TEKS BACAAN:
Menuju konten utama

Mari Berhenti Mengutuk Anak-anak Muda

Sebagian besar besar remaja kini mengakses internet dari telepon genggam, bukan di warung internet. Meski gemar berbelanja, remaja Indonesia punya kesadaran relatif tinggi untuk menabung. 62,5 persen dari keseluruhan remaja mengaku menyimpan uang berdasarkan pertimbangan pribadi.

Mari Berhenti Mengutuk Anak-anak Muda
Sejumlah siswa mengantre mengaktivasi Tabungan BNI Simpanan Pelajar (SimPel) saat peluncuran program tersebut di Kawasan Pendidikan Wahid Hasyim, Surabaya, Jawa Timur, ANTARA FOTO/Zabur Karuru

tirto.id - Bayangkanlah data sebagai bahan-bahan masakan. Sayur, rempah-rempah, daging, telur, dan sebagainya.

Makanan yang diolah dari bahan bermutu buruk bisa meracuni, setidaknya membuat mual. Tapi, bahan-bahan yang baik pun belum tentu menjadi santapan yang menggembirakan. Juru masak yang buruk bisa saja membuat tenderloin serupa sealot ban pesawat dan rasa beragam rempah bertabrakan satu sama lain. Bahkan seorang juru masak yang sembrono dapat menghidupkan imajinasi pedihnya zaman penjajahan Jepang melalui jagung rebus.

Kita kerap membaca atau mendengar data tentang anak-anak muda di Indonesia. Tiap sebentar ada judul baru: tingkat melek huruf, loyalitas terhadap pekerjaan, gaya berbahasa, dan lain-lain. Sebagian data itu bermutu baik, sebab disarikan dari penelitian yang komprehensif serta didasari metode yang tepat, dan sebagian lagi bahkan tak pantas ditengok. Namun, yang ajaib, hasil olahan kedua jenis bahan itu seringkali tidak terbedakan.

Sebab utamanya ialah perspektif yang seragam. Ibarat juru masak yang tak mengenal resep selain, katakanlah, semur, kebanyakan media Indonesia memasak data tentang anak-anak muda dengan satu cara belaka, yaitu sinisme. Dari data apa pun, bunyi simpulannya hampir selalu sama: inilah generasi yang mengenaskan, yang masa depannya gelap dan penuh sarang laba-laba seperti kolong lemari.

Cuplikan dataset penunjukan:
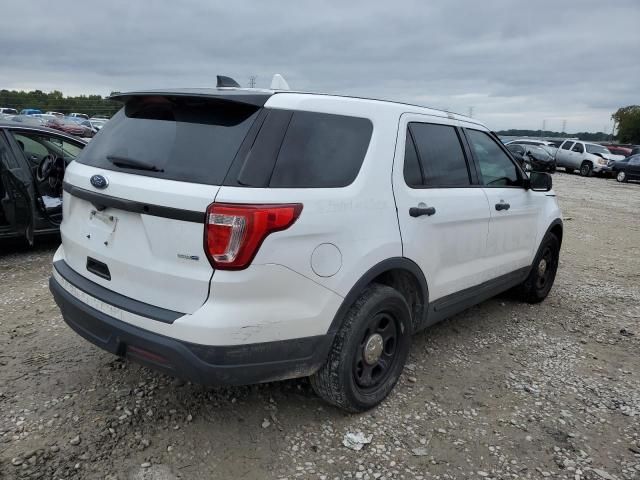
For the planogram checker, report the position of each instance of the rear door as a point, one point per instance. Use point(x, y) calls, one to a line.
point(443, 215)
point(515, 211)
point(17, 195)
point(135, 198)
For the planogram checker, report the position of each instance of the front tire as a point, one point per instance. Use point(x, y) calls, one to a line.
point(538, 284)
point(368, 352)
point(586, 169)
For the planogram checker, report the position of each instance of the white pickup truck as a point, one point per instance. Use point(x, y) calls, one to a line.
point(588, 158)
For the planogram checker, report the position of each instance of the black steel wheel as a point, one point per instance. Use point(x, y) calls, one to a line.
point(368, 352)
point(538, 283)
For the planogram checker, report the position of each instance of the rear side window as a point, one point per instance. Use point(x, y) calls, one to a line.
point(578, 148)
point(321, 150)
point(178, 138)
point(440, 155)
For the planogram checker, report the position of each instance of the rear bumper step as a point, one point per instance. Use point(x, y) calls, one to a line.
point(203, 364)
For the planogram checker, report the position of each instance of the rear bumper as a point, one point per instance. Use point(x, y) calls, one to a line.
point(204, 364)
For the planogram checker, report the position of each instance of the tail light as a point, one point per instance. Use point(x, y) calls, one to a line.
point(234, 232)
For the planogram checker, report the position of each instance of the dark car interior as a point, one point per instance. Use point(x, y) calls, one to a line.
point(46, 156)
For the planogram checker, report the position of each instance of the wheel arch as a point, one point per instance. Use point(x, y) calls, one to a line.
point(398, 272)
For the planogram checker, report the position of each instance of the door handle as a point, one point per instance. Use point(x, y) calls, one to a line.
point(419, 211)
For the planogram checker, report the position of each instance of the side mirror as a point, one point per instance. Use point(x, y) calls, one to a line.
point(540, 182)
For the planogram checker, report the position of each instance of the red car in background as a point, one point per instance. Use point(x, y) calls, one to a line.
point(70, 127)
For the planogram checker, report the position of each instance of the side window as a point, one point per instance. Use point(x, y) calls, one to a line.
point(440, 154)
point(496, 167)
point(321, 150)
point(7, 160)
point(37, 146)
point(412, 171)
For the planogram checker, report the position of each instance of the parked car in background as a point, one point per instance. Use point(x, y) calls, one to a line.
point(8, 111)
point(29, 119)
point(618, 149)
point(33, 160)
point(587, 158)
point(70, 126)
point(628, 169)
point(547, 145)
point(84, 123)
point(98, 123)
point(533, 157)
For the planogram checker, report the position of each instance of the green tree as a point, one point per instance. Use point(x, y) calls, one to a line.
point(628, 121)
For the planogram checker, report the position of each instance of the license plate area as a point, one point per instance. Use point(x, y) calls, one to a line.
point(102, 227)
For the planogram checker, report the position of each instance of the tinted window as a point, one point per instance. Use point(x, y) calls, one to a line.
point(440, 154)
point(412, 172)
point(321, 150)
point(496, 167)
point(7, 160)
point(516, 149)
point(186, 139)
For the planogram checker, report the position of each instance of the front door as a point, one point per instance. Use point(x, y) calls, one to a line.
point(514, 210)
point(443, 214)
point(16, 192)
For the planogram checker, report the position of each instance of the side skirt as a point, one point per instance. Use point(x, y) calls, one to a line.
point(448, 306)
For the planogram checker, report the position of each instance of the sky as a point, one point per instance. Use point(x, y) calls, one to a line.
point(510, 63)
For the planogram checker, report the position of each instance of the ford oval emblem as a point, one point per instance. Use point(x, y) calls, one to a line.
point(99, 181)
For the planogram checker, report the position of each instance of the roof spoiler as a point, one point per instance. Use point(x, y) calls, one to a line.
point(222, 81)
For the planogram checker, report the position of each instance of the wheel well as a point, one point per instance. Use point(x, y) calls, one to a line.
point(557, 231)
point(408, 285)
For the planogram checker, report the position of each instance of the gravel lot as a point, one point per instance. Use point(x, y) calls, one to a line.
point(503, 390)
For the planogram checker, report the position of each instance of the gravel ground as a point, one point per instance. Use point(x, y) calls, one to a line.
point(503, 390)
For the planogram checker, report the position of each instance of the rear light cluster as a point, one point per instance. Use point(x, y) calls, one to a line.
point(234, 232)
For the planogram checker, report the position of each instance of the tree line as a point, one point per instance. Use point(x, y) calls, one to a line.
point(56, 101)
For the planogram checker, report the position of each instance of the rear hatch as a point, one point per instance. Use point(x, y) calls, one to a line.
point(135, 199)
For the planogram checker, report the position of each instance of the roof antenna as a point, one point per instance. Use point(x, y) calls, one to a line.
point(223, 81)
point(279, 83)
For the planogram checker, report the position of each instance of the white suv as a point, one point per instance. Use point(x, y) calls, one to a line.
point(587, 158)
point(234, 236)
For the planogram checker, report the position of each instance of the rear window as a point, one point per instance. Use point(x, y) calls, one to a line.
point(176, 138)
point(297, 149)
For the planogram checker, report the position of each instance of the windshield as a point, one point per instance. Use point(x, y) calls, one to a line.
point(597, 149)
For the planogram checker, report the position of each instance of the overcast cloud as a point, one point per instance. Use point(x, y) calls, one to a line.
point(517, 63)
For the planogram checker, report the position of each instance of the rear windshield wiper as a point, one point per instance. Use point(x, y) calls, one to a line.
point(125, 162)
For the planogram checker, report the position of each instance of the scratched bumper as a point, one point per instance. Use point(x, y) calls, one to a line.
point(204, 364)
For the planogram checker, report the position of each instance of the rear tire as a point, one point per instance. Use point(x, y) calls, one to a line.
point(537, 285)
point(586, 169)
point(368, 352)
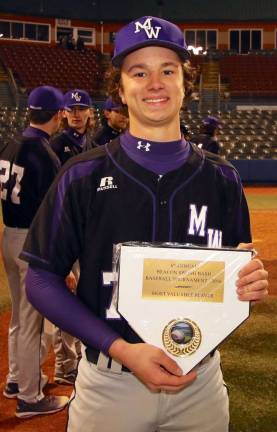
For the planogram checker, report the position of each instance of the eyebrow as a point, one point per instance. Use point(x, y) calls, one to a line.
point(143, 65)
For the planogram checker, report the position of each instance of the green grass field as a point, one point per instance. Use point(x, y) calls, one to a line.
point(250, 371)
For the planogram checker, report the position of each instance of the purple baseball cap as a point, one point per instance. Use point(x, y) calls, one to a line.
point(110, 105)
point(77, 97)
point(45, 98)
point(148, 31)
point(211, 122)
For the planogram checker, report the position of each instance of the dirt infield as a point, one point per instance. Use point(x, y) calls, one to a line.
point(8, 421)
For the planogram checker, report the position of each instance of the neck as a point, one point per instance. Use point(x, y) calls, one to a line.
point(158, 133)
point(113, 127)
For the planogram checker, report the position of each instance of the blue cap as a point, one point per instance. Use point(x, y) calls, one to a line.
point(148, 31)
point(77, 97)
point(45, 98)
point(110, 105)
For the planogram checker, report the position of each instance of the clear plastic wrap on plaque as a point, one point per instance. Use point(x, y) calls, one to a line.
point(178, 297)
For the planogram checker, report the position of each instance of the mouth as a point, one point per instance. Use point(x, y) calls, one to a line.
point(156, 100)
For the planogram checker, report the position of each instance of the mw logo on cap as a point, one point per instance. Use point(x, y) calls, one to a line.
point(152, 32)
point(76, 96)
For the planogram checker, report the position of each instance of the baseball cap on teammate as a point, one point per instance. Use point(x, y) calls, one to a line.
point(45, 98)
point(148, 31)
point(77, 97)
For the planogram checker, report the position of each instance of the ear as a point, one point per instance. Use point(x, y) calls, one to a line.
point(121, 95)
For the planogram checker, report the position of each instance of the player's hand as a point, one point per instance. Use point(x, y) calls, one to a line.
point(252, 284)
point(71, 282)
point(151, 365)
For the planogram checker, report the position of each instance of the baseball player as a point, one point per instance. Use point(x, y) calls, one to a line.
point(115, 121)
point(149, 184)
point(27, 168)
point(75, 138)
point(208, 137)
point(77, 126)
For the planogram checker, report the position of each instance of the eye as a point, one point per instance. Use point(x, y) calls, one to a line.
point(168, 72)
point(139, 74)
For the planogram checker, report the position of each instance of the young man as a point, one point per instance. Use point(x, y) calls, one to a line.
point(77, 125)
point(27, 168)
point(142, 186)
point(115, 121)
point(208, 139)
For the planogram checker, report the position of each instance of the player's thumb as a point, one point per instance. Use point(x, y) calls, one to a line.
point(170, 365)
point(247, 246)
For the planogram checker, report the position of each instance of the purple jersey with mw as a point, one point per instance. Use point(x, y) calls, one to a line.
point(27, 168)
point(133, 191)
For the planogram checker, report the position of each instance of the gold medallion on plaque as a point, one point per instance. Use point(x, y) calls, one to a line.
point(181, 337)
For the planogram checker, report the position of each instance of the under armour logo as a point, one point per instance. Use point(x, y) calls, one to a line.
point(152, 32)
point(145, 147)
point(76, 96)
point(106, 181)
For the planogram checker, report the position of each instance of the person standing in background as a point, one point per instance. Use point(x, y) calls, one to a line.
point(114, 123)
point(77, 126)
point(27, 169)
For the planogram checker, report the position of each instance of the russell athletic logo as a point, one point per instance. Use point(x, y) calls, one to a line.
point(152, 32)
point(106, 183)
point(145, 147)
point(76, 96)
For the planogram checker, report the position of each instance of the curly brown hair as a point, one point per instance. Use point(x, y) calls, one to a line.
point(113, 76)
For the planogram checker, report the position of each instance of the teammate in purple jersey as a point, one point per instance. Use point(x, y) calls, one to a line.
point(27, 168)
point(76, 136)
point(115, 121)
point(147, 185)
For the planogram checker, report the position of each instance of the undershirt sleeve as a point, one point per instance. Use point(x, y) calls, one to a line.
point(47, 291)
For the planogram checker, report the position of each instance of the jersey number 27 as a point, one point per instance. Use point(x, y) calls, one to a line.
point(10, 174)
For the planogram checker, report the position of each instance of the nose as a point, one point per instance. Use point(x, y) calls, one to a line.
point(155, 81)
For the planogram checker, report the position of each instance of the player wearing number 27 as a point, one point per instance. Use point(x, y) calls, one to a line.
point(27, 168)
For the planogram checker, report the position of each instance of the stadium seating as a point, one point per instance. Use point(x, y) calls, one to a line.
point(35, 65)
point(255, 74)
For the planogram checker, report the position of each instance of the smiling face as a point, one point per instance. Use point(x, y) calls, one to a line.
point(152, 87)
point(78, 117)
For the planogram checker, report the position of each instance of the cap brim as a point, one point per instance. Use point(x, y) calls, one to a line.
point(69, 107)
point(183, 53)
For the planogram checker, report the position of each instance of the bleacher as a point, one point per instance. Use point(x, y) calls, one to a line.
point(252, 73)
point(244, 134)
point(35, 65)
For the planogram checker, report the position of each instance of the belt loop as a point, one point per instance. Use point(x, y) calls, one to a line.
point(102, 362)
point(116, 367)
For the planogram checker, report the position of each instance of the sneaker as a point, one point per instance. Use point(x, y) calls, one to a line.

KETENTUAN TUGAS:
#1 Salin bagian teks tentang anak-anak muda yang diawali "Menuju konten utama" dan diakhiri "telur, dan sebagainya." tanpa perubahan apa pun.
#2 Tulis ulang hanya baris-baris catatan yang diawali baris berisi "of the gold" dan diakhiri baris berisi "point(27, 169)", kedua baris itu ikut serta, termasuk permintaannya. Skalakan setiap koordinat dalam jawaban dengan mengalikannya dengan 2,55, lalu bulatkan ke bilangan bulat terdekat dengan nilai setengah dibulatkan ke atas.
Catatan tersebut sama sekali tidak berkaitan dengan teks tentang anak-anak muda.

JAWABAN SETIAP TUGAS:
#1
Menuju konten utama

Mari Berhenti Mengutuk Anak-anak Muda

Sebagian besar besar remaja kini mengakses internet dari telepon genggam, bukan di warung internet. Meski gemar berbelanja, remaja Indonesia punya kesadaran relatif tinggi untuk menabung. 62,5 persen dari keseluruhan remaja mengaku menyimpan uang berdasarkan pertimbangan pribadi.

Mari Berhenti Mengutuk Anak-anak Muda
Sejumlah siswa mengantre mengaktivasi Tabungan BNI Simpanan Pelajar (SimPel) saat peluncuran program tersebut di Kawasan Pendidikan Wahid Hasyim, Surabaya, Jawa Timur, ANTARA FOTO/Zabur Karuru

tirto.id - Bayangkanlah data sebagai bahan-bahan masakan. Sayur, rempah-rempah, daging, telur, dan sebagainya.

#2
For the planogram checker, report the position of each instance of the gold medallion on plaque as a point, one point per instance. Use point(x, y) calls, one to a line.
point(462, 859)
For the planogram checker, report the position of each instance of the under armour logo as a point, one point per instance. Use point(x, y) calls, one to a line.
point(388, 82)
point(370, 375)
point(194, 245)
point(270, 462)
For the planogram checker, report the position of each instance of the person standing in background as a point, one point per instance. Use point(x, y) calls, one to a line.
point(291, 314)
point(196, 321)
point(69, 431)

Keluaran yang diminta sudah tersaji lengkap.